**Stated goal**:
Your task is to repeat the entries word for word while leaving out the pictures.

### Recorded data

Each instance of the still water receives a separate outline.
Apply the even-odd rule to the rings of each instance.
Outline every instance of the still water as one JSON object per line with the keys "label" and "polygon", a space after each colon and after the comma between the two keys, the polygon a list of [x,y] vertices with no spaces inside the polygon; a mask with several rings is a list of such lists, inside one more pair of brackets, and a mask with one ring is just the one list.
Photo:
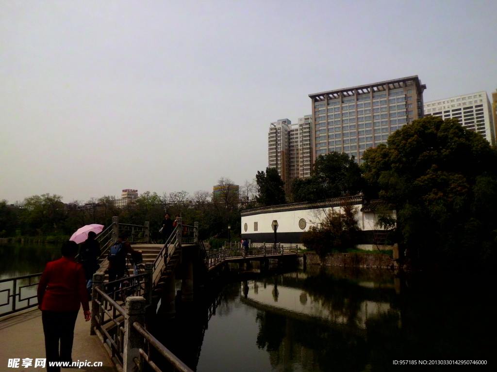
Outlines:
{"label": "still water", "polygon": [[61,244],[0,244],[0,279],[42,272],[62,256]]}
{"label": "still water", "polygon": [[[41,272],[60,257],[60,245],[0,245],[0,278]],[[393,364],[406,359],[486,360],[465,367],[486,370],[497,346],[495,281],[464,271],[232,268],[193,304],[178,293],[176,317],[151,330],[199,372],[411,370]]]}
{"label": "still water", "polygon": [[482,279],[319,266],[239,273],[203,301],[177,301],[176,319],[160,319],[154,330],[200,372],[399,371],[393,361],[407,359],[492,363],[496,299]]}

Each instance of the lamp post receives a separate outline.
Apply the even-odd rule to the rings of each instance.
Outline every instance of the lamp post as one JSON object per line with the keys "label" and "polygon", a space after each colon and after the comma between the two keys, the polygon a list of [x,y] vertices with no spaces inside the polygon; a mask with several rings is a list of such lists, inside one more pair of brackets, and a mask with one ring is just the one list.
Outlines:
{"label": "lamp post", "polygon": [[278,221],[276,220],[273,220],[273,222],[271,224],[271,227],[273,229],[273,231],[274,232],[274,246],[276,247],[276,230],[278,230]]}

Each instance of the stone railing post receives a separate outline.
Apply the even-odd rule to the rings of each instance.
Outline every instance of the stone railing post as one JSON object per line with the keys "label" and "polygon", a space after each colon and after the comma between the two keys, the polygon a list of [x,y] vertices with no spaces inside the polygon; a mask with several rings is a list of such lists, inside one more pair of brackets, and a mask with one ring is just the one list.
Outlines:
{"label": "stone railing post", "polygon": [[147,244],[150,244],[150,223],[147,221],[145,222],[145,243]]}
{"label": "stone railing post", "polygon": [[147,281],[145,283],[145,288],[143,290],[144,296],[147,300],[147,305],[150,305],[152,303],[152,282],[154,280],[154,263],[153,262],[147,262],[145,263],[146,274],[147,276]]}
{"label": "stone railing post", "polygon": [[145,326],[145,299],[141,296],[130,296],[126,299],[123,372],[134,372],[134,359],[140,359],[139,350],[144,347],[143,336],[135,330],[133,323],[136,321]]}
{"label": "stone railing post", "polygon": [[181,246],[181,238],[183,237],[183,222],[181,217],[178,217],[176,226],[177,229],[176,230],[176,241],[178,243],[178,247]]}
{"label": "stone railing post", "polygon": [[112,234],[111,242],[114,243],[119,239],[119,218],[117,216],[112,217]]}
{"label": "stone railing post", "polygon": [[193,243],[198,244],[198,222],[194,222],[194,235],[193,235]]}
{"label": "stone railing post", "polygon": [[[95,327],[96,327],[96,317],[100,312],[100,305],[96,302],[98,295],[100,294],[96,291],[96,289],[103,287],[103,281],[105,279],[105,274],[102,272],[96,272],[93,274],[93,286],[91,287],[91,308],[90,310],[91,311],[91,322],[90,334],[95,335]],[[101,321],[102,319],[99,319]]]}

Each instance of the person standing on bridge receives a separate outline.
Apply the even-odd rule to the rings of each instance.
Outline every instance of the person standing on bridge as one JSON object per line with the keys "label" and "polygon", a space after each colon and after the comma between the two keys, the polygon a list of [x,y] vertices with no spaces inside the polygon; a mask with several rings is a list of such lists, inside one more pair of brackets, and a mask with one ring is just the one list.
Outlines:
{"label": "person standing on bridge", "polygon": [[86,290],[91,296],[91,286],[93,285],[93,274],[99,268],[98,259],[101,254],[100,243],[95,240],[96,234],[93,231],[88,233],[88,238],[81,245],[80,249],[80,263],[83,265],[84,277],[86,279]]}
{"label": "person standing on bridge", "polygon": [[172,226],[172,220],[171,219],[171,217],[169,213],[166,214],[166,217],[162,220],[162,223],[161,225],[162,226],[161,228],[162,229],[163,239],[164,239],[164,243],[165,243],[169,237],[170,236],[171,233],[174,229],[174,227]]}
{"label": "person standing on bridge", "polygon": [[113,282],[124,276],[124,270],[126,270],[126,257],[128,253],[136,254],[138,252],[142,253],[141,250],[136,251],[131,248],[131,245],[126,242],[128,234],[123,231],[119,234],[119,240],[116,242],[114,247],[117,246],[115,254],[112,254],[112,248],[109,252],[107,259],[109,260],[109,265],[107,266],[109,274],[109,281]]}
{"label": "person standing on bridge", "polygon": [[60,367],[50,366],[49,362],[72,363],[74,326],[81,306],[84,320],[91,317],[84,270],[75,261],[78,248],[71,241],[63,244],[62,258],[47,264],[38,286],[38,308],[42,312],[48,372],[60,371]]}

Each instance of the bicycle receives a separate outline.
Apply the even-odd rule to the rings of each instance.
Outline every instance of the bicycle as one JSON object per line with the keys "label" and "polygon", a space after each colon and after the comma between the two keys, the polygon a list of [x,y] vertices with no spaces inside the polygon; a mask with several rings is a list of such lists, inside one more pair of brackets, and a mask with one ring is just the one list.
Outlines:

######

**Answer in full**:
Each instance of the still water receives a separate outline.
Apply the even-odd rule to the rings of each instance.
Outline every instance of the still water as one JSON object per line with the keys "label" and "polygon", a space after each colon and after the comma between the two keys, the polygon a list of [x,y] vertices with no spaces inside the polygon; a mask with several rings is a list of such lists, inside one more pair of brackets, and a mask with one ring is just the one list.
Photo:
Outlines:
{"label": "still water", "polygon": [[61,244],[0,244],[0,279],[42,272],[62,256]]}
{"label": "still water", "polygon": [[[41,272],[60,257],[60,245],[0,245],[0,278]],[[393,364],[406,359],[486,360],[465,367],[486,370],[497,346],[495,281],[464,271],[232,268],[193,304],[178,293],[176,317],[151,330],[199,372],[411,370]]]}
{"label": "still water", "polygon": [[482,279],[319,266],[239,273],[203,301],[177,301],[176,319],[160,319],[154,330],[200,372],[399,371],[393,361],[407,359],[492,363],[496,299]]}

Each instance of the lamp post receives a separate outline.
Apply the even-odd rule to the rings of each instance.
Outline every instance of the lamp post as one JSON object per line with the keys "label" and "polygon", a space after each colon and after the comma between the two keys, the polygon a list of [x,y] vertices with no spaces inside the polygon; a mask with several rings is a list of such lists, inside one more pair of brackets, and a mask with one ring is just the one list.
Outlines:
{"label": "lamp post", "polygon": [[278,221],[276,220],[273,220],[273,222],[271,224],[271,227],[273,229],[273,231],[274,232],[274,246],[276,247],[276,230],[278,230]]}

Each instance of the stone railing post receives a separate outline.
Apply the even-odd rule to the rings of each instance.
Outline every instance of the stone railing post as one JSON object per line with the keys "label" and "polygon", a space after each colon and after the comma between the two keys, the polygon a list of [x,y] vertices with no spaces inside the polygon; a mask with several rings is a list of such lists, inside one more pair of brackets, and a mask with one ring is just the one list.
Outlines:
{"label": "stone railing post", "polygon": [[147,244],[150,244],[150,223],[147,221],[145,222],[145,243]]}
{"label": "stone railing post", "polygon": [[147,281],[145,283],[145,288],[143,290],[144,296],[147,300],[147,305],[150,305],[152,303],[152,282],[154,280],[154,263],[153,262],[147,262],[145,263],[146,274],[147,276]]}
{"label": "stone railing post", "polygon": [[145,326],[145,299],[141,296],[130,296],[126,299],[123,372],[134,372],[134,359],[140,359],[139,350],[144,347],[143,336],[135,330],[133,323],[136,321]]}
{"label": "stone railing post", "polygon": [[181,246],[181,238],[183,237],[183,222],[181,217],[178,217],[176,226],[177,229],[176,230],[176,241],[178,243],[178,247]]}
{"label": "stone railing post", "polygon": [[112,234],[111,242],[114,243],[119,239],[119,218],[117,216],[112,217]]}
{"label": "stone railing post", "polygon": [[193,243],[198,244],[198,222],[194,222],[194,235],[193,235]]}
{"label": "stone railing post", "polygon": [[[95,327],[96,327],[96,317],[100,312],[100,305],[96,302],[98,295],[100,294],[96,291],[96,289],[103,287],[103,281],[105,279],[105,274],[102,272],[96,272],[93,274],[93,286],[91,287],[91,308],[90,310],[91,311],[91,322],[90,334],[95,335]],[[101,321],[102,319],[99,319]]]}

Each instance of the person standing on bridge receives a separate outline.
Apply the even-odd rule to the rings of each instance.
Outline every instance of the person standing on bridge as one JSON object per line with the keys "label" and "polygon", a space after each colon and after the comma between the two keys, the polygon a list of [x,y] vertices with no spaces inside the polygon; a mask with several rings is a list of such lists, inside one more pair of brackets, and a mask with one ring is just the one list.
Outlines:
{"label": "person standing on bridge", "polygon": [[86,290],[91,296],[91,286],[93,285],[93,274],[99,268],[98,259],[101,254],[100,243],[95,240],[96,234],[93,231],[88,233],[88,238],[81,245],[80,249],[80,263],[83,265],[84,277],[86,279]]}
{"label": "person standing on bridge", "polygon": [[172,226],[172,220],[171,219],[171,217],[169,213],[166,214],[166,217],[162,220],[162,223],[161,225],[162,226],[161,228],[162,229],[163,239],[164,239],[164,243],[165,243],[169,237],[170,236],[171,233],[174,229],[174,227]]}
{"label": "person standing on bridge", "polygon": [[113,282],[124,276],[124,270],[126,270],[126,257],[128,253],[136,254],[138,252],[142,253],[141,250],[136,251],[131,248],[131,245],[126,242],[128,234],[123,231],[119,234],[119,240],[116,242],[114,247],[117,246],[115,254],[112,254],[112,248],[109,252],[107,259],[109,260],[109,265],[107,266],[109,274],[109,281]]}
{"label": "person standing on bridge", "polygon": [[60,367],[50,366],[49,362],[72,363],[74,326],[81,306],[84,320],[91,317],[84,270],[75,261],[78,248],[71,241],[63,244],[62,258],[47,264],[38,286],[38,308],[42,312],[48,372],[60,371]]}

Each instance of the bicycle receives a separate outline.
Apply the even-odd rule to the rings of each instance.
Outline every instance of the bicycle as one JSON object per line with the keys "label" and "polygon", a space after each colon and after the comma between the two keys, the polygon a list of [x,y] vertices with no spaces inside the polygon; a mask with several rings is a list of such lists, inside one more pair of brackets, and a mask with one ring is just the one list.
Outlines:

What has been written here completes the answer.